Given text:
start

SXSW 2012: Designing for Context

Andrew Crow
VP, Experience Design, GE

Ben Fullerton
Director, User Experience, Method

Leah Buley
Design Strategist, Intuit

Nate Bolt
Pres, Bolt|Peters

Ryan Freitas
Co-founder, AOL/About.me

Presentation Description

As designers take on new problems of convergence and ubiquity, we find ourselves facing new challenges. The products we create are accessed through multiple devices, different channels and a wide audience. How do we accommodate the context of use?

Whether you design mobile apps, services or web experiences, you know that people have different needs and desires. Those issues are complicated further by a landscape of technology.

This discussion will highlight these new challenges and offer solutions based on years of design experience. Topics include:

  • What should you be aware of when designing a product or service for use in various locations and environments?
  • How does motion and distraction affect interaction and content design decisions?
  • Do you provide for casual use vs. urgent need?
  • How does the form factor or input method of your device steer your design efforts?
  • What happens in an ecosystem of products?
  • How does social and cultural context play into the strategy of your design?

Twitter Hash Tag: #DforC

Presentation Notes

In 1995 the Decision Theory and Adaptive Systems Group was created at Microsoft (Dr. Eric Horvitz) who thought they found out exactly when a user would become frustrated, hence the paperclip, which had very poor acceptance and was hated.

Context is the situation people are in when using products. These can be based on context, time, or the circumstances when the user is using the product.

What should we be aware of when designing for Context?

Time

  • Designing interactions for different lengths or instances of time.
  • People are doing other things while using your products. Not only are people doing other things while using your product, they’re also turning your product off (or not using it) and then doing other things in the “real world” and then later come back to it (in-progress tasks).

end

Task prompt:
List every panelist named on the SXSW 2012 session page above, with the organization given for each.

Data excerpts:
start

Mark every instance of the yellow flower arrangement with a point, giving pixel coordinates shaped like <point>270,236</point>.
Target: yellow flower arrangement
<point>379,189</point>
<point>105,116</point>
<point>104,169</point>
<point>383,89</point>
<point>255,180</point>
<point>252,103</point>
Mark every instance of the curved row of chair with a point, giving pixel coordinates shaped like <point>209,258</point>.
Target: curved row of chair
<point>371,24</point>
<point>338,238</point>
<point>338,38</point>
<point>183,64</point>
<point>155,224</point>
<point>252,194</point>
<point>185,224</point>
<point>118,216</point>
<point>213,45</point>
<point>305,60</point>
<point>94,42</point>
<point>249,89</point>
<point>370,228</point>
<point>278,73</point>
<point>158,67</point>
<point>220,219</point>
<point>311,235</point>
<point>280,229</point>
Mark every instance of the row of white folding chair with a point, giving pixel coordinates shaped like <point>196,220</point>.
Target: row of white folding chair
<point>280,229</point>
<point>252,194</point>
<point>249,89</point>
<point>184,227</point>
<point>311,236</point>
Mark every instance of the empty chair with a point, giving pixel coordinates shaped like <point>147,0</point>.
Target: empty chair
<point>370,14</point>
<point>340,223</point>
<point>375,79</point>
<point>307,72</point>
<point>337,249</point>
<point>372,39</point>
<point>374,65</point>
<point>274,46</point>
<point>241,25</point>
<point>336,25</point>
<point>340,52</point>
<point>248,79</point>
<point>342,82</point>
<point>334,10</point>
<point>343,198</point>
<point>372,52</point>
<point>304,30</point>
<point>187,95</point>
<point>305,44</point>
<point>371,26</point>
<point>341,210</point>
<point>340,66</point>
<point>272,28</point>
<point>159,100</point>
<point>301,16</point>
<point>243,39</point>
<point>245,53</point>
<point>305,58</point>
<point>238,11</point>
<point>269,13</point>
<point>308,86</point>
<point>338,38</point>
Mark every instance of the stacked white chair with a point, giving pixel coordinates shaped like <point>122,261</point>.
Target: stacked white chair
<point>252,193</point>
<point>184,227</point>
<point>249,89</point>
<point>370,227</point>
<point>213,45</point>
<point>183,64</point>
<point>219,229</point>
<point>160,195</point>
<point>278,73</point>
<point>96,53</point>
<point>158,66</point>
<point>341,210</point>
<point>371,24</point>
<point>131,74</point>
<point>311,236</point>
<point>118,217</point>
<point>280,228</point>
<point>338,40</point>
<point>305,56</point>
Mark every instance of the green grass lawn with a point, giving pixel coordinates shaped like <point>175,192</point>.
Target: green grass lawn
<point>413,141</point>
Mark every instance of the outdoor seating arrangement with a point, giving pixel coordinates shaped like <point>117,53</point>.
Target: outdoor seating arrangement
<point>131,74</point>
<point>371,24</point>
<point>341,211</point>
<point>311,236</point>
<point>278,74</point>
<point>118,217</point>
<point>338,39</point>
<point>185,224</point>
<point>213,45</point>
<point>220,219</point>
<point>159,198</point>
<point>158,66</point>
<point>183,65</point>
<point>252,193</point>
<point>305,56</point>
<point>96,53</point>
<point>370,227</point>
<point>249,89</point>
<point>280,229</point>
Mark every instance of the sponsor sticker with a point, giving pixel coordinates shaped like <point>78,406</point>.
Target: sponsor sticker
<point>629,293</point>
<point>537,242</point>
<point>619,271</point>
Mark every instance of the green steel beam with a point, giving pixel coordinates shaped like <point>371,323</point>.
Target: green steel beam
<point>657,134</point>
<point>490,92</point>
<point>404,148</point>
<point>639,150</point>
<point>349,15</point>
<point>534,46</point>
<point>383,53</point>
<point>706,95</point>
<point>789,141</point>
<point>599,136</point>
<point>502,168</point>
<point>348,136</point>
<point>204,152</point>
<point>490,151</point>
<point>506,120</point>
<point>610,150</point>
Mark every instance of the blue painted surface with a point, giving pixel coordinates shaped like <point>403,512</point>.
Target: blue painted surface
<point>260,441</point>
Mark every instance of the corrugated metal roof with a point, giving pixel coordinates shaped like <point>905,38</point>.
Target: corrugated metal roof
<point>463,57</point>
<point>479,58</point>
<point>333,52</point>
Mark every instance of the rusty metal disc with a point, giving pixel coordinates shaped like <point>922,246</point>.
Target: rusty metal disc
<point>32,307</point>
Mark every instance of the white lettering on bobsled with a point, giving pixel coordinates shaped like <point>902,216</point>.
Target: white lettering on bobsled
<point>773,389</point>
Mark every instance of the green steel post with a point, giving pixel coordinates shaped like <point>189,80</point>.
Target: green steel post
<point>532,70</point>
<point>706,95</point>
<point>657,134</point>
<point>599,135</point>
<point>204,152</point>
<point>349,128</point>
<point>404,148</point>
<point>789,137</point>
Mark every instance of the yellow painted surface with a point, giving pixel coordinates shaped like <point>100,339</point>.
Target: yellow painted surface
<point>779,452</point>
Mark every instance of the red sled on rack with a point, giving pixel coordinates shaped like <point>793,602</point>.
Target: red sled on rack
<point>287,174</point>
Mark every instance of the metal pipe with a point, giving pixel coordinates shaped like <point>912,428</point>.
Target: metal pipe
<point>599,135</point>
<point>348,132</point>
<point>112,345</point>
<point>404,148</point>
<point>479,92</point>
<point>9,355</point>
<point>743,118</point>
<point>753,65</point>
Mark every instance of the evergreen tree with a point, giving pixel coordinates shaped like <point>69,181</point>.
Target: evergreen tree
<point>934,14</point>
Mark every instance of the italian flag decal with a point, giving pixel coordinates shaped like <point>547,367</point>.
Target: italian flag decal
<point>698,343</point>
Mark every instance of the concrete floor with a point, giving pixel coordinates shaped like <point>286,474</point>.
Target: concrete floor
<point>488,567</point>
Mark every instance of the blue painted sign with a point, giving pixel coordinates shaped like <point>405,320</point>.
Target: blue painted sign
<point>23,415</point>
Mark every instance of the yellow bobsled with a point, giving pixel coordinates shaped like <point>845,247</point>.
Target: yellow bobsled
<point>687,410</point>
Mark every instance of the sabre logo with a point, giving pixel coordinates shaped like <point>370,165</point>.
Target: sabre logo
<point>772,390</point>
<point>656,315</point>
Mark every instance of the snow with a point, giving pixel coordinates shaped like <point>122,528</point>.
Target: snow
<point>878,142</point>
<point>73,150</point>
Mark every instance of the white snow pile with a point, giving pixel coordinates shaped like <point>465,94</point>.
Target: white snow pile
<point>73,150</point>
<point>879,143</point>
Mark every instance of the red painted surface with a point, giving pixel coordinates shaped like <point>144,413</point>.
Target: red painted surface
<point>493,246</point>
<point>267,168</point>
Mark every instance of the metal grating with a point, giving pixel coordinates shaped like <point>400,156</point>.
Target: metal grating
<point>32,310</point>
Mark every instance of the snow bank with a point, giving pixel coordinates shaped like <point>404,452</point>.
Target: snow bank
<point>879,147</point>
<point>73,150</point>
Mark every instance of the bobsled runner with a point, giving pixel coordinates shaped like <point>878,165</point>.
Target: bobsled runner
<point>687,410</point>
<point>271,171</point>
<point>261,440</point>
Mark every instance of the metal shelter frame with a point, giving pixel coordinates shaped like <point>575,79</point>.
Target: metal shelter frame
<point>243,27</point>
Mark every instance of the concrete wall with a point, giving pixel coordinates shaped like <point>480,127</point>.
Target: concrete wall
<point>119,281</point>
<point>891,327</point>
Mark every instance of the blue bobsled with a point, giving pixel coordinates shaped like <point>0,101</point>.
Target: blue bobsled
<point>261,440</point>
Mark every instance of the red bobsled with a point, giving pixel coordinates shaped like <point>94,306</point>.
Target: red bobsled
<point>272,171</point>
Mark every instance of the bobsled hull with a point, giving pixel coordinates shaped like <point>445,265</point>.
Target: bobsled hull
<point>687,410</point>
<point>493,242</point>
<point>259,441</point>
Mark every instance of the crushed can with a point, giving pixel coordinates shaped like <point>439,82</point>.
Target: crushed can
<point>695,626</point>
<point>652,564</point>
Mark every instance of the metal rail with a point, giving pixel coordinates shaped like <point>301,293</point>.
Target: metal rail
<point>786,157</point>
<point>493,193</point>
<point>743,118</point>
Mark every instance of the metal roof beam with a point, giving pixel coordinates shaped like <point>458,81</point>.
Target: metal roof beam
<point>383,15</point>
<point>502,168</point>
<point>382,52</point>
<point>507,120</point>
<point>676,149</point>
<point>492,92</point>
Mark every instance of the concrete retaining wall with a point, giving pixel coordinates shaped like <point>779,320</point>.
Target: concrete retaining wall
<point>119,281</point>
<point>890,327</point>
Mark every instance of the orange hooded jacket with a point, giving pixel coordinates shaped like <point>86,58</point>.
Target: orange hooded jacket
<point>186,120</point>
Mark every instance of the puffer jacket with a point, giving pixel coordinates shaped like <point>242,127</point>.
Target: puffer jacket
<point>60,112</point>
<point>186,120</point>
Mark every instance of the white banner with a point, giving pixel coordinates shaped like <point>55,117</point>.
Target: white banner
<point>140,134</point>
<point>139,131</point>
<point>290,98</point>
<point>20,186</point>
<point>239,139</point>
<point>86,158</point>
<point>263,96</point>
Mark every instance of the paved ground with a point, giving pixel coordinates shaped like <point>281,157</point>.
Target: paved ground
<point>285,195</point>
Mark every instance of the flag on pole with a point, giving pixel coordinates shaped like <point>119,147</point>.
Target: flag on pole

end

Answer to this problem:
- Andrew Crow, GE
- Ben Fullerton, Method
- Leah Buley, Intuit
- Nate Bolt, Bolt|Peters
- Ryan Freitas, AOL/About.me